Seiring dengan upaya menyelamatkan
hutan Indonesia yang tersisa, berbagai cara didorong oleh kelompok masyarakat
sipil untuk memastikan tidak ada lagi kegiatan mengkonversi kawasan hutan sesuai
dengan inisiatitif penundaan ijin baru serta konversi lahan gambut.
Pemerintahpun mencoba melakukan konsolidasi data dan informasi penguasaan
kawasan serta tutupan hutan dengan membuat Peta Indikasi Penundaan Ijin Baru
(PIPIB) melalui UKP4. Pembuatan PIPIB mendapatkan masukan-masukan yang sangat
berarti dari sthakholder demi kepastian kawasan hutan dan lahan gambut yang
harus tetap dijaga kelestariaanya. Perubahan demi perubahan PIPIB ini
mulai dari perubahan pertama memupuk harapan kelompok masyarakat sipil peduli
lingkungan dan pembela HAM untuk mampu memberikan perlindungan hutan serta
perlindungan hak masyarakat baik adat maupun lokal.
Namun pada kenyataannya, upaya tersebut
masih mendapat hambatan-hambatan yang besar bahkan dari pihak pemerintah
sendiri. Hal ini terlihat pelepasan kawasan hutan dari PIPIB. Dan puncak inkonsistensi pemerintah terjadi
pada tanggal 6 Juli 2012, dengan keluarnya Peraturan
Pemerintah Nomor 60 tentang Perubahan Atas Peraturan Pemerintah nomor 10 tahun
2010 Tentang Tata Cara Perubahan Peruntukan dan Fungsi Kawasan Hutan (PP 60)
serta Peraturan Pemerintah nomor 61 tahun 2012 tentang Perubahan Atas
Peraturan Pemerintah nomor 24 tahun 2010 Tentang Penggunaan Kawasan Hutan (PP
61). Kedua PP ini dinilai “memutihkan”
izin-izin perkebunan[3] dan
pertambangan[4] di
kawasan hutan yang selama ini illegal (tidak mengantongi izin pinjam pakai).
Pemutihan izin perkebunan dan tambang ”ilegal” yang selama ini hanya berbekal
izin kepala daerah akan membuka potensi konflik baru. Setidaknya penulis
mencatat ada beberapa persoalan pada PP 60
dan PP 61.
========
- [TUJUAN]
a: Sebutkan semua peraturan pemerintah, lengkap dengan nomor dan tahunnya, yang disebut dalam teks tentang perlindungan hutan.
b: Lanjutkan teks tentang perlindungan hutan mulai dari kalimat terakhirnya.
Data sesudah kutipan ini tidak diperlukan.

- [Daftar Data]
========
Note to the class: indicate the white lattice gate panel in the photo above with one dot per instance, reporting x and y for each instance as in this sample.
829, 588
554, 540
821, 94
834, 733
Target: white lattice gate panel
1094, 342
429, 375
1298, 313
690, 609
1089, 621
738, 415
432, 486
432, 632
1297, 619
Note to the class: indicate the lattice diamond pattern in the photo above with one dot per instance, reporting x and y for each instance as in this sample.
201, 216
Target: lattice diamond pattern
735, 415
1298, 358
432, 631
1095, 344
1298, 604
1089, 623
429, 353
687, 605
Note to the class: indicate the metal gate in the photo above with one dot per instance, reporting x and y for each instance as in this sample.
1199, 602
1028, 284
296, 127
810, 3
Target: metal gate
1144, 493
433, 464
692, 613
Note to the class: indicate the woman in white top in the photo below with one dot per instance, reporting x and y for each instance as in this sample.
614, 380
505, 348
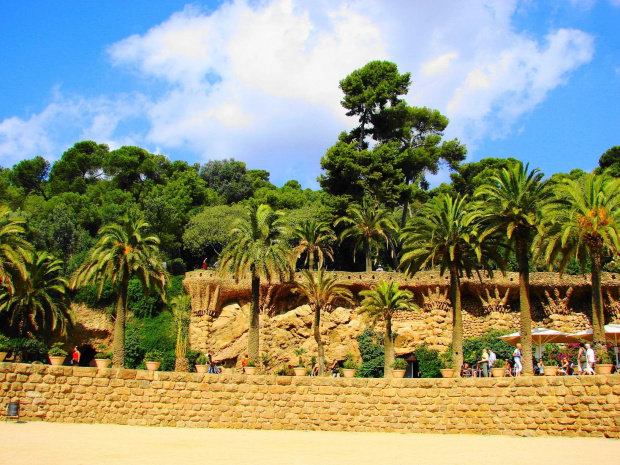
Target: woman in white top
516, 355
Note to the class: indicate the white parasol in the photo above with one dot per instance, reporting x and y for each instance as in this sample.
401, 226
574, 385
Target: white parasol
612, 334
541, 336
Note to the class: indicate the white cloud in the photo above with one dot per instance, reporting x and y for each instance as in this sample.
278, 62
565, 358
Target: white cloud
438, 65
258, 81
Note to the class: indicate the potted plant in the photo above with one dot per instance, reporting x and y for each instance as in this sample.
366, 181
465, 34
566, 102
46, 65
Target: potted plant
349, 367
399, 367
448, 368
103, 357
603, 365
499, 367
300, 369
251, 368
5, 347
57, 354
201, 364
153, 360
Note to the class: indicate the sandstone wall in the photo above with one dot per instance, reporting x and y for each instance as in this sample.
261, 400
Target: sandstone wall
220, 308
581, 406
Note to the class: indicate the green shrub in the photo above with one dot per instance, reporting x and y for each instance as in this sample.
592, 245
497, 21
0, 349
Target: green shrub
176, 267
399, 364
5, 346
29, 350
373, 354
154, 356
142, 306
429, 361
89, 295
57, 350
472, 346
103, 355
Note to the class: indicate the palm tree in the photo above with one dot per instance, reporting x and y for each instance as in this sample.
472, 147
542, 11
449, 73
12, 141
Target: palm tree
122, 252
256, 250
322, 292
15, 251
314, 239
380, 304
445, 234
368, 225
41, 305
513, 203
584, 225
181, 307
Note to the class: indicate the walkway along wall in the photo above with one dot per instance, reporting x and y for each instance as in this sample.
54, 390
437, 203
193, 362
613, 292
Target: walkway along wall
582, 406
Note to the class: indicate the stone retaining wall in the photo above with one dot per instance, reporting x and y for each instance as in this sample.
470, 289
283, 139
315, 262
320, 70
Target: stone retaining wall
581, 406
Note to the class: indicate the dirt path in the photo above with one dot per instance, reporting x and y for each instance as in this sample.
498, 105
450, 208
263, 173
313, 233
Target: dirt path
58, 443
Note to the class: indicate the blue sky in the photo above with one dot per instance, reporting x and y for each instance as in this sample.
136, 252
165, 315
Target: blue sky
258, 80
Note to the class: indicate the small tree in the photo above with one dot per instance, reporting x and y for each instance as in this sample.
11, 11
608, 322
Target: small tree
181, 309
379, 305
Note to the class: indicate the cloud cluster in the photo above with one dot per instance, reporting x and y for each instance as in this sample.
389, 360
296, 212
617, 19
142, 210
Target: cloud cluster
259, 81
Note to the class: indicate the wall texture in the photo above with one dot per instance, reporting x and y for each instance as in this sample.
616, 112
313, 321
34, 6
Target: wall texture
582, 406
220, 311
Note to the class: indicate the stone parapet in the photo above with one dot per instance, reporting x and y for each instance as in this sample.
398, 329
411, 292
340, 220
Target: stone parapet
574, 406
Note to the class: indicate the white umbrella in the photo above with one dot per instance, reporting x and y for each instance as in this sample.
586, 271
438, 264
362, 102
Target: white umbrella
541, 336
612, 334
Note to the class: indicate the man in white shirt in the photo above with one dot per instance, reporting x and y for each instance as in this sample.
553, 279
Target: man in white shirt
492, 359
590, 360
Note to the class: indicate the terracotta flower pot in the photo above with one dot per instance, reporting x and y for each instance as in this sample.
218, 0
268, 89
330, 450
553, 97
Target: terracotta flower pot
57, 359
152, 366
251, 370
550, 371
102, 362
603, 368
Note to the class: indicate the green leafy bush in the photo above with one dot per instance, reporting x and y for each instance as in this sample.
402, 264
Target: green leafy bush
154, 356
142, 306
373, 354
89, 295
349, 362
176, 267
472, 346
57, 350
399, 364
429, 361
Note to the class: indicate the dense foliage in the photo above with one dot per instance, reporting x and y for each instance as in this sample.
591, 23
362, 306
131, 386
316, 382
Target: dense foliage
107, 228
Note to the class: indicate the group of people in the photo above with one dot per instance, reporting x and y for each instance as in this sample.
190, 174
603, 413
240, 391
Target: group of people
586, 359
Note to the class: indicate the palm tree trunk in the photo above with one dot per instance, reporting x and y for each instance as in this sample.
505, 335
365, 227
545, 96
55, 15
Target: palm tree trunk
253, 333
118, 356
316, 328
598, 316
457, 320
367, 251
388, 343
525, 305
========
- [HASIL]
a:
- Peraturan Pemerintah Nomor 60 tahun 2012 tentang Perubahan Atas Peraturan Pemerintah nomor 10 tahun 2010 Tentang Tata Cara Perubahan Peruntukan dan Fungsi Kawasan Hutan (PP 60)
- Peraturan Pemerintah nomor 10 tahun 2010 Tentang Tata Cara Perubahan Peruntukan dan Fungsi Kawasan Hutan
- Peraturan Pemerintah nomor 61 tahun 2012 tentang Perubahan Atas Peraturan Pemerintah nomor 24 tahun 2010 Tentang Penggunaan Kawasan Hutan (PP 61)
- Peraturan Pemerintah nomor 24 tahun 2010 Tentang Penggunaan Kawasan Hutan

b:
Pertama terkait tukar guling kawasan hutan. Dalam Undang-Undang
Nomor 41 tahun 1999 tentang kehutanan sebagaimana telah diubah dengan
Undang-Undang No. 19 Tahun 2004 (UU Kehutanan) merupakan dasar hukum lahirnya PP
60 dan 61 ini. Akan tetapi ada penyimpangan terutama pada PP 60 terkait land
swapt atau tukar guling lahan/kawasan, dimana dalam UU Kehutanan tidak
ada mengaturnya.[5]
Sehingga sangat tidak mendasar penggunaan tukar guling akan memberikan kepastian
perlindungan terhadap kawasan masyarakatpun. Justru sebaliknya tukar guling ini
akan menjadi terancam , karena pengusaha dengan mudah mendapatkan peluang untuk
mengambil lahan dan mendapatkan alih fungsi lahan tanpa mengikuti prosedur
tentang pengukuhan kawasan hutan terlebih dahulu. Karena jelas dalam UU Kehutanan
disebutkan bahwa yang memberikan kepastian hukum atas kawasan hutan adalah
kegiatan pengukuhan kawasan sebagaimana pasal 14 dan 15. Bukan penunjukan
dan tukar guling. Apalagi pasca putusan MK Nomor: 45-PUU-IX/2011[6] yang dibacakan pada tanggal 21 Februari 2012 telah mengokohkan bahwa
penentuan kawasan hutan harus sesuai dengan pasal 15 UU Kehutaan bukan hanya
sekedar penunjukan belaka. Begitu juga peran serta masyarakat dalam pemamfaatan
lahan dan alih fungsi kawasan hutan juga dipertegas dalam Putusan MK Nomor:
34/PUU-IX/2011[7]
dan begitu juga Putusan MK Nomor:
32/PUU-VIII/2010 mengamanatkan peran dan persetujuan
masyarakat setempat terkait dengan persetujuan tambang.[8]
Kedua Penyelamatan
perkebunan besar. Pasal 51 A dan 51 B PP
No 60/2012 hanya menyebut izin ”Kegiatan
usaha perkebunan yang izinnya diterbitkan oleh Pemerintah Daerah...”. artinya PP ini hanya mengatur izin usaha perkebunan pada luasan di atas
25 hektar (perkebunan sedang/besar). Sementara perkebunan kecil (di bawah 25
hektar) hanya diwajibkan mengurus Surat Tanda Daftar Usaha Perkebunan dari
bupati/wali kota. Hal ini diatur dalam Peraturan Menteri Pertanian No 26 Tahun 2007
tentang Pedoman Perizinan Usaha Perkebunan. Yang mengganjal dibenak
penulis adalah kenapa perkebunan besar diberi
pemutihan, sedangkan perkebunan kecil yang notabene milik rakyat kecil tak
diwadahi? Tentunya ada niat jahat dalam PP No 60 untuk memutihkan izin-izin
ilegal perkebunan besar.
Ketiga pemutihan
pelanggaran hukum. Dalam PP 60 dan juga PP 61 tersebut akan memutihkan
pelanggaran hukum yang dilakukan perusahaan yang berproduksi di kawasan hutan.
Selain melanggar batas hutan, tak sedikit perusahaan yang melanggar tata ruang.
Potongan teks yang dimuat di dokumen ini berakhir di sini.